Work instructions: Can you render the data below as a numbered list, leaving out any blank lines?
--------------------------------
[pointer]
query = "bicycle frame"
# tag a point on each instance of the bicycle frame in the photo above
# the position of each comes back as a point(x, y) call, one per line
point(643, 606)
--------------------------------
Output for this task:
1. [pointer]
2. query = "bicycle frame"
3. # tag a point on each instance of the bicycle frame in the photo above
4. # the position of each comes back as a point(x, y) call, one per line
5. point(643, 606)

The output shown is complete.